[Start of Attachment]
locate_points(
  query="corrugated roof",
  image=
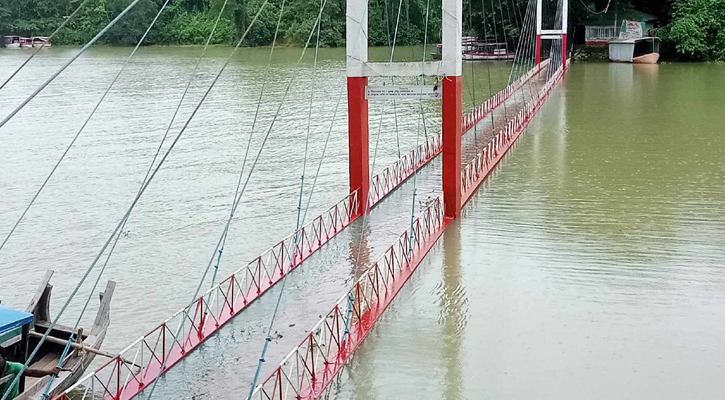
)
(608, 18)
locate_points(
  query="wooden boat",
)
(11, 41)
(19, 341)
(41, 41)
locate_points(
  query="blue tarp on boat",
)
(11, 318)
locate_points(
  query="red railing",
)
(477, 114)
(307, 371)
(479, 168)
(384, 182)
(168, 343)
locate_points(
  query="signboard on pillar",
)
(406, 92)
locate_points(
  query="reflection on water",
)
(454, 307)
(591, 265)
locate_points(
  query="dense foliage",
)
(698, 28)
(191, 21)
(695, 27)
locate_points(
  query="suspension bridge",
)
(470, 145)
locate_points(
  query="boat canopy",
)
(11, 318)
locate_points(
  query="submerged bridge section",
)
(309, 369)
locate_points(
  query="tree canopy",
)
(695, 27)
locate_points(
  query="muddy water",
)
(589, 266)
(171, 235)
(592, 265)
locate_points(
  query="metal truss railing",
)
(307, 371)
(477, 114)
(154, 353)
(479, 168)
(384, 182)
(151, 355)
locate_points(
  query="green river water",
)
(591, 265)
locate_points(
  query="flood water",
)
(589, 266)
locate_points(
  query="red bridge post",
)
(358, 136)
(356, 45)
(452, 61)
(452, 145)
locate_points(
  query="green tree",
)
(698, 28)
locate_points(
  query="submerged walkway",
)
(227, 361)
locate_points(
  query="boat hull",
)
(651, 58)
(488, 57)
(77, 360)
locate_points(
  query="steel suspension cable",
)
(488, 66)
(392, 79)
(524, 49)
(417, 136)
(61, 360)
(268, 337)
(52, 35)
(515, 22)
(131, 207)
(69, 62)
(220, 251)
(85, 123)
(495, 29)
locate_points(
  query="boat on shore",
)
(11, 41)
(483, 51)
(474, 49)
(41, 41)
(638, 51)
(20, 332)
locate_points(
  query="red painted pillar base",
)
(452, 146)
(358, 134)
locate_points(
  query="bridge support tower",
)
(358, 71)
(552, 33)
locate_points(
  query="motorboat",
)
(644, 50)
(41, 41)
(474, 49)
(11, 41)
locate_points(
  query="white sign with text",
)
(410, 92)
[End of Attachment]
[Start of Attachment]
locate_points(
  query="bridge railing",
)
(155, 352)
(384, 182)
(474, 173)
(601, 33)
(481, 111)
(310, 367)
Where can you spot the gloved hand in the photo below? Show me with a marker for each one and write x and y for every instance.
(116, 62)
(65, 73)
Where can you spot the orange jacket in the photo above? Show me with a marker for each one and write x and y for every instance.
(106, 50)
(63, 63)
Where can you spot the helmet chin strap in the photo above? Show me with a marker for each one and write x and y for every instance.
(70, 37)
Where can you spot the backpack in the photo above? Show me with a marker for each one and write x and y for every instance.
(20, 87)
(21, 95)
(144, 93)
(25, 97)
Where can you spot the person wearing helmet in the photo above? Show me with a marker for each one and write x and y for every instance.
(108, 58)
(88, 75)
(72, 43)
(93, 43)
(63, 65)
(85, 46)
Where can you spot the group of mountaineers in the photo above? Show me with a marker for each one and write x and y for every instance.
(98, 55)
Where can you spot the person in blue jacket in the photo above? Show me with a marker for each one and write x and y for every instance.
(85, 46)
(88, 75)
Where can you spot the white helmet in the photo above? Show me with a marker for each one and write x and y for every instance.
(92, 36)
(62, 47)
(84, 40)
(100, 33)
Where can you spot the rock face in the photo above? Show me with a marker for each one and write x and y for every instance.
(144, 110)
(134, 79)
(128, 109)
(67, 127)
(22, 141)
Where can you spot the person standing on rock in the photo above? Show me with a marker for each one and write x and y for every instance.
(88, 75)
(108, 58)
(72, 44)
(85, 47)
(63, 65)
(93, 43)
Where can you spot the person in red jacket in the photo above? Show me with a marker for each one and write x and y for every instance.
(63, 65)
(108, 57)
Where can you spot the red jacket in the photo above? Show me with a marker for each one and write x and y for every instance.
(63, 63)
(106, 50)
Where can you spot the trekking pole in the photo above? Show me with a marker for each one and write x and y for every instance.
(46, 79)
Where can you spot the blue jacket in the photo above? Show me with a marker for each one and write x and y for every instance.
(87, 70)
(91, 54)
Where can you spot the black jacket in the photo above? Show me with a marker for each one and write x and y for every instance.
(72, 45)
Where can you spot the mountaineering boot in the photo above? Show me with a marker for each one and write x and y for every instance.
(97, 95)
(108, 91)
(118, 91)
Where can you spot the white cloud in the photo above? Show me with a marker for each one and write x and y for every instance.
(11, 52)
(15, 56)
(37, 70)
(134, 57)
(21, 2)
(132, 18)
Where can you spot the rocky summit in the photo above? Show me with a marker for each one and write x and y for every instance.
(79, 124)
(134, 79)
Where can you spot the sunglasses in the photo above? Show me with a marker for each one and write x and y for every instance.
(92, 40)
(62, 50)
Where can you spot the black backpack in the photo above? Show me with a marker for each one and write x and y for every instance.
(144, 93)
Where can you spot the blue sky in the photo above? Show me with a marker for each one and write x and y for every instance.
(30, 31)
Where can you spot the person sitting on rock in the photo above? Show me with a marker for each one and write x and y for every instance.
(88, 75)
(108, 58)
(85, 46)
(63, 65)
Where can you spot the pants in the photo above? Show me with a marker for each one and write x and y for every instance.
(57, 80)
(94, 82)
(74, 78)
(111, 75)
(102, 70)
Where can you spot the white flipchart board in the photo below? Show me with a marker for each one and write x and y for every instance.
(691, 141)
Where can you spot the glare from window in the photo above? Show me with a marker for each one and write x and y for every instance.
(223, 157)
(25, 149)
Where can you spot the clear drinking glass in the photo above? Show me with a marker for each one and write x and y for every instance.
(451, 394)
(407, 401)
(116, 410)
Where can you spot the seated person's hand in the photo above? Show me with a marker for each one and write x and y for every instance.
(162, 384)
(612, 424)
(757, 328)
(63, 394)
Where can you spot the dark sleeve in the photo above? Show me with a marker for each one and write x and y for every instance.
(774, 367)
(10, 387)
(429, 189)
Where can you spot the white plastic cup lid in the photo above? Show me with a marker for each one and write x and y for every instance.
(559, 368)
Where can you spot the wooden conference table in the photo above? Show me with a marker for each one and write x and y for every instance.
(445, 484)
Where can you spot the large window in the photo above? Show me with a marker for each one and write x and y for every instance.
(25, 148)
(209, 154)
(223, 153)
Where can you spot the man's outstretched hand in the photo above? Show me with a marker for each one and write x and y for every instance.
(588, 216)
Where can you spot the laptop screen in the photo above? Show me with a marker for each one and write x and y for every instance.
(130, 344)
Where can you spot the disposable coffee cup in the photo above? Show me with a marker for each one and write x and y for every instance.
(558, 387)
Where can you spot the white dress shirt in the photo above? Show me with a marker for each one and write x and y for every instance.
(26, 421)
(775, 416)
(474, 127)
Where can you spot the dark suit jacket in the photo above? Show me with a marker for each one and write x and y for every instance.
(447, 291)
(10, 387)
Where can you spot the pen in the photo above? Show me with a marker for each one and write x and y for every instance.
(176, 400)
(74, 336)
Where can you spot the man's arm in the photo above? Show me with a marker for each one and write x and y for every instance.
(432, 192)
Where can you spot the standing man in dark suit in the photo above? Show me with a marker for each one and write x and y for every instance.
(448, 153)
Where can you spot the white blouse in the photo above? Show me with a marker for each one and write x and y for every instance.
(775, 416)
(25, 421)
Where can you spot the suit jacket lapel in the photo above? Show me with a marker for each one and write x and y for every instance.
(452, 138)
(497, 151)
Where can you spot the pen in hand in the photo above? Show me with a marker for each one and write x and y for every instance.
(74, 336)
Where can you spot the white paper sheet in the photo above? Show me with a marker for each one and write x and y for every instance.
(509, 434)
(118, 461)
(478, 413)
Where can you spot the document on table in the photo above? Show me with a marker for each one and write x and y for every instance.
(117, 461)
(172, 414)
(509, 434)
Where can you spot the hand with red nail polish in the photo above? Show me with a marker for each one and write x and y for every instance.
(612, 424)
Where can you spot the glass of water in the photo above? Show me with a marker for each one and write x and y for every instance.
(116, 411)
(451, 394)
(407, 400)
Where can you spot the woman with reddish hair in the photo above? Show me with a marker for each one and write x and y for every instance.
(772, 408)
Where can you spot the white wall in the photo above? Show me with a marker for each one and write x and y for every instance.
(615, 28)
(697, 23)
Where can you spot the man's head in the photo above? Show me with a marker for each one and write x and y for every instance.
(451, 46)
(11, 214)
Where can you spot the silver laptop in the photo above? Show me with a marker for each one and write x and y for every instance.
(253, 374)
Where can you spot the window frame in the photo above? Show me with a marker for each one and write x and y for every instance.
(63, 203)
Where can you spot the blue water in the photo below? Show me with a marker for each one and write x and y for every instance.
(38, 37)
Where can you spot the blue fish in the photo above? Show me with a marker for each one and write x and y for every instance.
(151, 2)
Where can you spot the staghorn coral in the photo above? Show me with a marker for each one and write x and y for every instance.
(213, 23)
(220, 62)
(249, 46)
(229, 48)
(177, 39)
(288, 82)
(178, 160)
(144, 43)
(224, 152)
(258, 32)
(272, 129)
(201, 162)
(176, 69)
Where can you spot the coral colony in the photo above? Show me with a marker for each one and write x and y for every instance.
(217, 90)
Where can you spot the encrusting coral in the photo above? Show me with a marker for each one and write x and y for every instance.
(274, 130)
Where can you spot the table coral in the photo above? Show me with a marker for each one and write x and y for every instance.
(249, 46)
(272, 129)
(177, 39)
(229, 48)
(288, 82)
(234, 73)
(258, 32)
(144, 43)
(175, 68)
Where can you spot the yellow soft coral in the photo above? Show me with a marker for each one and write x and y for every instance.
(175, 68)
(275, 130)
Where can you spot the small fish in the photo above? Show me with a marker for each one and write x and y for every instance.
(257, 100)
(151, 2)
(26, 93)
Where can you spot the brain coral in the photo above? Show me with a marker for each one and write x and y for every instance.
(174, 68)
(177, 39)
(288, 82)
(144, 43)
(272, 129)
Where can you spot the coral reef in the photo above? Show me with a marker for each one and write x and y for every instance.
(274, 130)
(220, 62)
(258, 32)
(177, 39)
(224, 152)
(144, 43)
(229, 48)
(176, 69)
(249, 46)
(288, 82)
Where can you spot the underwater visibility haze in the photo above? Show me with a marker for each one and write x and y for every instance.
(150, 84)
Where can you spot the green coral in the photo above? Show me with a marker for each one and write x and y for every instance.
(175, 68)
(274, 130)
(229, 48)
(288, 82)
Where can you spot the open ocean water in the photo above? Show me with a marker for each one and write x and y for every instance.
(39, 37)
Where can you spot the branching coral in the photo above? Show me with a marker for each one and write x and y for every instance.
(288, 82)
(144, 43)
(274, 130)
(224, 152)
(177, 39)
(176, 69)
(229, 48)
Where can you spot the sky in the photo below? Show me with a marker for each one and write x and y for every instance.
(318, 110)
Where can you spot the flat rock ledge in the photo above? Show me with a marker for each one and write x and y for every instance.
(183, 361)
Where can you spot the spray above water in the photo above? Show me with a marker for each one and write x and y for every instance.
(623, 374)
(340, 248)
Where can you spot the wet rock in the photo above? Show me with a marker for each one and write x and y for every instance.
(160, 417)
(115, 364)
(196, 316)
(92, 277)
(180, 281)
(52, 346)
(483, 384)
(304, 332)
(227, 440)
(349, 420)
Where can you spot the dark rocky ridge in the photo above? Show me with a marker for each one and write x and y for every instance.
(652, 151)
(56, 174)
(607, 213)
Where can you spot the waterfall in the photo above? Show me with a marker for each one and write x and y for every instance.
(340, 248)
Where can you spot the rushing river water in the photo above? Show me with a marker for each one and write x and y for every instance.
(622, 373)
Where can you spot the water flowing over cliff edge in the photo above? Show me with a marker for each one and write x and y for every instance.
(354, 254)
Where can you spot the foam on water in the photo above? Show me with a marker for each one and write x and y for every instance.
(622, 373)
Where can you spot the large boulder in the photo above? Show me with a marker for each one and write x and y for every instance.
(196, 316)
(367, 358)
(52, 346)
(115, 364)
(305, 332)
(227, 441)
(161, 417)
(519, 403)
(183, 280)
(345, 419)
[End of Attachment]
**AIM OF THE EXERCISE**
Search the listing above for the string "bridge" and copy each line that has it.

**RESPONSE**
  query="suspension bridge",
  query="submerged bridge section",
  query="red bridge post",
  query="bridge support tower",
  query="bridge railing",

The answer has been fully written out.